# TASK GOAL
Begin at the line that has "dome and record the pixel coordinates." and stop after the last line of the material. Rewrite every line in that range, adding 105 to each x and y pixel coordinate.
::::::
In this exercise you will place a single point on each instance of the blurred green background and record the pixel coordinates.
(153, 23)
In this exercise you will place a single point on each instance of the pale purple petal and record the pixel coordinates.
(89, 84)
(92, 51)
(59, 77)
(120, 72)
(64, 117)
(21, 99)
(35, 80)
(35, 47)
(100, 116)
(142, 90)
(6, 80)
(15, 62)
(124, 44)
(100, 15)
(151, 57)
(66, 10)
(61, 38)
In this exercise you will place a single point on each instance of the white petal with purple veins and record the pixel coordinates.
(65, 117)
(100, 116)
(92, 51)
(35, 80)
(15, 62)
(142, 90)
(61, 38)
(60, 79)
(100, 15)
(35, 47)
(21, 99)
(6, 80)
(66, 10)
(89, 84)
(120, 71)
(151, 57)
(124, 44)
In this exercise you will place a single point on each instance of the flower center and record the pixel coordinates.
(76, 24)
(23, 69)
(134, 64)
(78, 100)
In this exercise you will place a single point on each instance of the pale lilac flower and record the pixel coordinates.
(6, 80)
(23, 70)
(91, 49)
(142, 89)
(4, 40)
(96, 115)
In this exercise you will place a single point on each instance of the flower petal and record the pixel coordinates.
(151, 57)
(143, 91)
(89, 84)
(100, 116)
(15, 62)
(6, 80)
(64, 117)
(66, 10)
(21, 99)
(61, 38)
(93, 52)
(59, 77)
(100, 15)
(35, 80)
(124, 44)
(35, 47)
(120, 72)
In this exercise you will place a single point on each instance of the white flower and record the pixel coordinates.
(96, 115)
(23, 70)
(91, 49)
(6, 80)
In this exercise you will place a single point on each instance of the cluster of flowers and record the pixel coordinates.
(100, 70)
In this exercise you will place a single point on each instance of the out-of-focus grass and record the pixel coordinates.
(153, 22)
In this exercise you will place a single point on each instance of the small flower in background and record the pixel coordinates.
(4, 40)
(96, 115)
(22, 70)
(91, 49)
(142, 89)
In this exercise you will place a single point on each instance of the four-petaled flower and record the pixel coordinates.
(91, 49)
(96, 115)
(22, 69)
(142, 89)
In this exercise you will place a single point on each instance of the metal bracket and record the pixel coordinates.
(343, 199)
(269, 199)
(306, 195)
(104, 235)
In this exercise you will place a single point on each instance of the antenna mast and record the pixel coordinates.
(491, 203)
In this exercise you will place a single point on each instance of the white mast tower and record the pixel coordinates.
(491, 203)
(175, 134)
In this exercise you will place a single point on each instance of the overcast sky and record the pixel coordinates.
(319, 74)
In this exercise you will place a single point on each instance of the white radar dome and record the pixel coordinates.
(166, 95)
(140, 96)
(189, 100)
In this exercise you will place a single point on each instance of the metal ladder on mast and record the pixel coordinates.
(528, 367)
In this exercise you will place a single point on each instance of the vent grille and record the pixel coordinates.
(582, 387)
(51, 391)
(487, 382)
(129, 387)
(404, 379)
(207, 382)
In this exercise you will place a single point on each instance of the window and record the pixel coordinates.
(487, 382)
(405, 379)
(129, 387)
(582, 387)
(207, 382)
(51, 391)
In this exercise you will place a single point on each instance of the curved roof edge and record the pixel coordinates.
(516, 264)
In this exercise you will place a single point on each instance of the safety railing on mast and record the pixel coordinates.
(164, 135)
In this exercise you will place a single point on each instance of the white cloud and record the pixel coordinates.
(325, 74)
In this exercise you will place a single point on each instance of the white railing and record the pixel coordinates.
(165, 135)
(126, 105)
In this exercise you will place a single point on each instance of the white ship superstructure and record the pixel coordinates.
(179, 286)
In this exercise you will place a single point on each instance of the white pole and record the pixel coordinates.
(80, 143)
::::::
# THE SOLUTION
In this exercise you will place a single point on each instance of the white radar dome and record the pixel coordinates.
(271, 200)
(245, 201)
(294, 205)
In this exercise you will place a single point on each instance of the metal ladder on mast and record the pixel coordinates.
(633, 472)
In this exercise you will place a single point on each instance of the vent grille and record the pixel coordinates.
(687, 492)
(156, 496)
(592, 487)
(234, 492)
(509, 484)
(312, 487)
In this exercise you will place a single point on each instance of the window and record the pixel coordinates.
(592, 487)
(510, 484)
(234, 492)
(687, 492)
(312, 487)
(156, 496)
In this exercise you will place a single point on each instance of the curved roof edge and record the pixel coordinates.
(621, 369)
In this exercise you will place a single point on each instance of the safety railing on mast and record the pixel coordinates.
(269, 240)
In this exercise you will place a single point on each instance of the white cloud and record the pixel coordinates.
(430, 179)
In this exercise you will place a single point on each instance of the white railing and record the pixel coordinates.
(270, 240)
(231, 210)
In this exercise you will place a single point on each instance of the white ship superstructure and record the pixel coordinates.
(284, 391)
In this exercise you will place a single point on each instance of the white pole and record the pixel coordinates.
(185, 248)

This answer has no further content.